**** TASK INPUTS ****

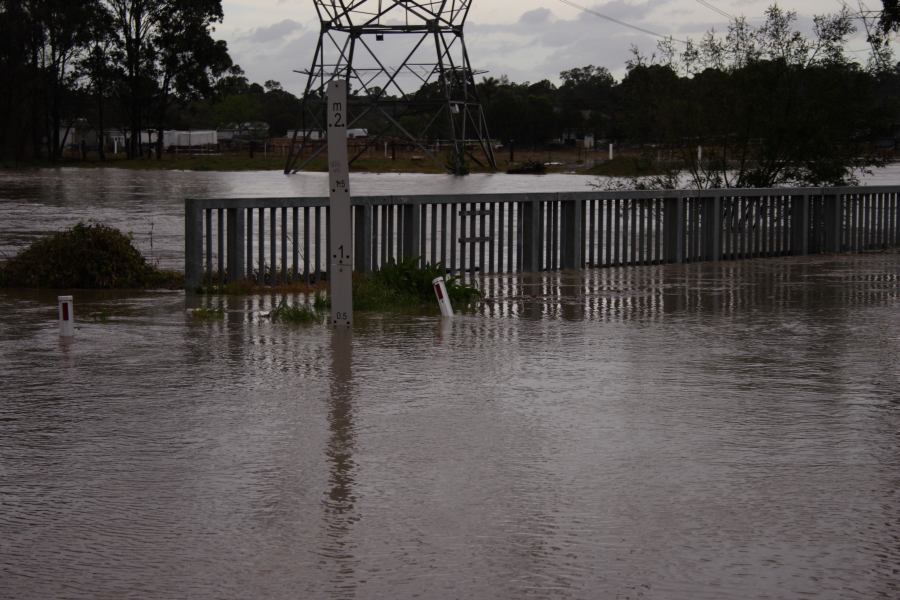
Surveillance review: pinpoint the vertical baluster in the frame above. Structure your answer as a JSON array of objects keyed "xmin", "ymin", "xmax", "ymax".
[
  {"xmin": 486, "ymin": 202, "xmax": 497, "ymax": 273},
  {"xmin": 256, "ymin": 207, "xmax": 266, "ymax": 285},
  {"xmin": 203, "ymin": 208, "xmax": 214, "ymax": 283},
  {"xmin": 303, "ymin": 206, "xmax": 312, "ymax": 285},
  {"xmin": 281, "ymin": 206, "xmax": 288, "ymax": 283},
  {"xmin": 313, "ymin": 206, "xmax": 322, "ymax": 281},
  {"xmin": 244, "ymin": 208, "xmax": 253, "ymax": 279},
  {"xmin": 447, "ymin": 204, "xmax": 459, "ymax": 273},
  {"xmin": 610, "ymin": 198, "xmax": 622, "ymax": 266},
  {"xmin": 322, "ymin": 206, "xmax": 332, "ymax": 279},
  {"xmin": 656, "ymin": 198, "xmax": 666, "ymax": 264},
  {"xmin": 636, "ymin": 199, "xmax": 647, "ymax": 265},
  {"xmin": 439, "ymin": 204, "xmax": 450, "ymax": 269},
  {"xmin": 478, "ymin": 202, "xmax": 488, "ymax": 273},
  {"xmin": 269, "ymin": 208, "xmax": 278, "ymax": 285},
  {"xmin": 216, "ymin": 208, "xmax": 225, "ymax": 285},
  {"xmin": 418, "ymin": 204, "xmax": 428, "ymax": 264},
  {"xmin": 496, "ymin": 202, "xmax": 507, "ymax": 273},
  {"xmin": 603, "ymin": 198, "xmax": 617, "ymax": 267},
  {"xmin": 388, "ymin": 205, "xmax": 400, "ymax": 262},
  {"xmin": 506, "ymin": 202, "xmax": 518, "ymax": 273},
  {"xmin": 432, "ymin": 204, "xmax": 438, "ymax": 264},
  {"xmin": 291, "ymin": 206, "xmax": 300, "ymax": 281}
]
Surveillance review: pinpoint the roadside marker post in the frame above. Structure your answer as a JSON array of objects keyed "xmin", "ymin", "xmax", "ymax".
[
  {"xmin": 57, "ymin": 296, "xmax": 75, "ymax": 340},
  {"xmin": 431, "ymin": 277, "xmax": 453, "ymax": 319},
  {"xmin": 328, "ymin": 81, "xmax": 353, "ymax": 327}
]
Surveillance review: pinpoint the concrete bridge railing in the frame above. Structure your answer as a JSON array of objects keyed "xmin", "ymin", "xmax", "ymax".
[{"xmin": 185, "ymin": 186, "xmax": 900, "ymax": 289}]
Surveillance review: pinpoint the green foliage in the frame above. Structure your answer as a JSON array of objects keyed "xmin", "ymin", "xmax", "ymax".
[
  {"xmin": 0, "ymin": 223, "xmax": 178, "ymax": 289},
  {"xmin": 191, "ymin": 306, "xmax": 225, "ymax": 321},
  {"xmin": 269, "ymin": 300, "xmax": 322, "ymax": 325},
  {"xmin": 353, "ymin": 258, "xmax": 481, "ymax": 311}
]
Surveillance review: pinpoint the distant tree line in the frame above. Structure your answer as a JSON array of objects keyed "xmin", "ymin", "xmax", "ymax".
[{"xmin": 0, "ymin": 0, "xmax": 900, "ymax": 187}]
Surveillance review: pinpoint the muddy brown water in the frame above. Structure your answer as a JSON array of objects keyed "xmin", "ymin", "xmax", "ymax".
[{"xmin": 0, "ymin": 253, "xmax": 900, "ymax": 600}]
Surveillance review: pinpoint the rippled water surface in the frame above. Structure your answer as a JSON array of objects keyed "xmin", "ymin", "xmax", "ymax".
[
  {"xmin": 0, "ymin": 164, "xmax": 900, "ymax": 270},
  {"xmin": 0, "ymin": 251, "xmax": 900, "ymax": 600}
]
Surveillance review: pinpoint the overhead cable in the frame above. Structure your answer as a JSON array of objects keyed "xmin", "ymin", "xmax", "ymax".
[
  {"xmin": 559, "ymin": 0, "xmax": 687, "ymax": 44},
  {"xmin": 697, "ymin": 0, "xmax": 737, "ymax": 21}
]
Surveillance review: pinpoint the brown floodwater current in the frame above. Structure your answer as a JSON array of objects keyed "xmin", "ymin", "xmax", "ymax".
[
  {"xmin": 0, "ymin": 253, "xmax": 900, "ymax": 600},
  {"xmin": 0, "ymin": 166, "xmax": 900, "ymax": 600}
]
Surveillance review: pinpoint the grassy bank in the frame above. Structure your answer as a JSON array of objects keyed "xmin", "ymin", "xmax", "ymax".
[{"xmin": 0, "ymin": 223, "xmax": 184, "ymax": 289}]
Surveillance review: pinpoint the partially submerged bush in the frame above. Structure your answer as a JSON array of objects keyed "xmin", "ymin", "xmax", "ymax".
[
  {"xmin": 0, "ymin": 223, "xmax": 179, "ymax": 289},
  {"xmin": 353, "ymin": 258, "xmax": 481, "ymax": 310},
  {"xmin": 269, "ymin": 296, "xmax": 322, "ymax": 324}
]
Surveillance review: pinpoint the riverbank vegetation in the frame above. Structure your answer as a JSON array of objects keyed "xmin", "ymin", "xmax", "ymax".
[
  {"xmin": 0, "ymin": 223, "xmax": 184, "ymax": 289},
  {"xmin": 0, "ymin": 0, "xmax": 900, "ymax": 188},
  {"xmin": 198, "ymin": 258, "xmax": 482, "ymax": 323}
]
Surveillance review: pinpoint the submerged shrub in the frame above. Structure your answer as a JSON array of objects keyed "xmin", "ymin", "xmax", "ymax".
[
  {"xmin": 269, "ymin": 301, "xmax": 322, "ymax": 324},
  {"xmin": 353, "ymin": 258, "xmax": 481, "ymax": 310},
  {"xmin": 0, "ymin": 223, "xmax": 179, "ymax": 289}
]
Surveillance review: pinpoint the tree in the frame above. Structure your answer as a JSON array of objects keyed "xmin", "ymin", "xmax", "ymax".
[
  {"xmin": 558, "ymin": 65, "xmax": 616, "ymax": 138},
  {"xmin": 78, "ymin": 3, "xmax": 120, "ymax": 160},
  {"xmin": 879, "ymin": 0, "xmax": 900, "ymax": 33},
  {"xmin": 152, "ymin": 0, "xmax": 232, "ymax": 159},
  {"xmin": 103, "ymin": 0, "xmax": 231, "ymax": 158},
  {"xmin": 636, "ymin": 6, "xmax": 883, "ymax": 188}
]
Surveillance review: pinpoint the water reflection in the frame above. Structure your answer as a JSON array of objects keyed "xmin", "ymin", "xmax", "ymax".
[
  {"xmin": 480, "ymin": 256, "xmax": 900, "ymax": 322},
  {"xmin": 322, "ymin": 328, "xmax": 359, "ymax": 598},
  {"xmin": 0, "ymin": 255, "xmax": 900, "ymax": 600}
]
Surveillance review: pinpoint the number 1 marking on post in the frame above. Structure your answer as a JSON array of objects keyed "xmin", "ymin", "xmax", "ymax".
[{"xmin": 328, "ymin": 81, "xmax": 353, "ymax": 326}]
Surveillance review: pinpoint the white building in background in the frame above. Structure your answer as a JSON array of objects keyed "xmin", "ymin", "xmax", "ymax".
[
  {"xmin": 162, "ymin": 129, "xmax": 219, "ymax": 148},
  {"xmin": 285, "ymin": 129, "xmax": 369, "ymax": 142}
]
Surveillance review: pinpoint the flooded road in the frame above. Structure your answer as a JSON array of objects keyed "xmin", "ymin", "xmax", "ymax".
[
  {"xmin": 0, "ymin": 253, "xmax": 900, "ymax": 600},
  {"xmin": 0, "ymin": 168, "xmax": 597, "ymax": 270},
  {"xmin": 0, "ymin": 164, "xmax": 900, "ymax": 271}
]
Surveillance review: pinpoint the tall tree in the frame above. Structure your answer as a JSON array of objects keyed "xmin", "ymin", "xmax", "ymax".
[
  {"xmin": 78, "ymin": 2, "xmax": 121, "ymax": 160},
  {"xmin": 152, "ymin": 0, "xmax": 232, "ymax": 158}
]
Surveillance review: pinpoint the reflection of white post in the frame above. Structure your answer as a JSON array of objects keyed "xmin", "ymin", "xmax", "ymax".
[
  {"xmin": 328, "ymin": 81, "xmax": 353, "ymax": 325},
  {"xmin": 58, "ymin": 296, "xmax": 75, "ymax": 339},
  {"xmin": 431, "ymin": 277, "xmax": 453, "ymax": 317}
]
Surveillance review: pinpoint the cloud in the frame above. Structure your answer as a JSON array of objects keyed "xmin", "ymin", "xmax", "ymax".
[
  {"xmin": 240, "ymin": 19, "xmax": 304, "ymax": 44},
  {"xmin": 519, "ymin": 8, "xmax": 553, "ymax": 25}
]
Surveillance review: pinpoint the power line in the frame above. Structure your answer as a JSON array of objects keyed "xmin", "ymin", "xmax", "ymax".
[
  {"xmin": 559, "ymin": 0, "xmax": 687, "ymax": 44},
  {"xmin": 697, "ymin": 0, "xmax": 737, "ymax": 21}
]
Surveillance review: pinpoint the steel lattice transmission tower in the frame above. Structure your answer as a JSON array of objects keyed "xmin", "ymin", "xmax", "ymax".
[{"xmin": 285, "ymin": 0, "xmax": 497, "ymax": 173}]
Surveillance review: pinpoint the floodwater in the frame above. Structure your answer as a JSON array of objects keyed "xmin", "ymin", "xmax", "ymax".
[
  {"xmin": 0, "ymin": 163, "xmax": 900, "ymax": 271},
  {"xmin": 0, "ymin": 169, "xmax": 900, "ymax": 600},
  {"xmin": 0, "ymin": 253, "xmax": 900, "ymax": 600},
  {"xmin": 0, "ymin": 168, "xmax": 598, "ymax": 270}
]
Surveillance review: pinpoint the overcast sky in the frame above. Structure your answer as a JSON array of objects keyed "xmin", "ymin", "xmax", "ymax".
[{"xmin": 216, "ymin": 0, "xmax": 881, "ymax": 93}]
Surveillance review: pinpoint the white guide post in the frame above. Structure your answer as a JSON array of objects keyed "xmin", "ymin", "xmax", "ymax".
[
  {"xmin": 328, "ymin": 81, "xmax": 353, "ymax": 326},
  {"xmin": 431, "ymin": 277, "xmax": 453, "ymax": 318},
  {"xmin": 57, "ymin": 296, "xmax": 75, "ymax": 340}
]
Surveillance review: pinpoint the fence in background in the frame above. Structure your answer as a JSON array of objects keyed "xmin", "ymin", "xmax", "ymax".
[{"xmin": 185, "ymin": 187, "xmax": 900, "ymax": 289}]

****

Render the material from the line with "Surveillance review: pinpoint the fence" through the end of the material as a numbered list, leaving out any blank lines.

1. Surveillance review: pinpoint the fence in background in the frame above. Structure your answer as a JSON array of objects keyed "xmin", "ymin", "xmax", "ymax".
2. [{"xmin": 185, "ymin": 187, "xmax": 900, "ymax": 289}]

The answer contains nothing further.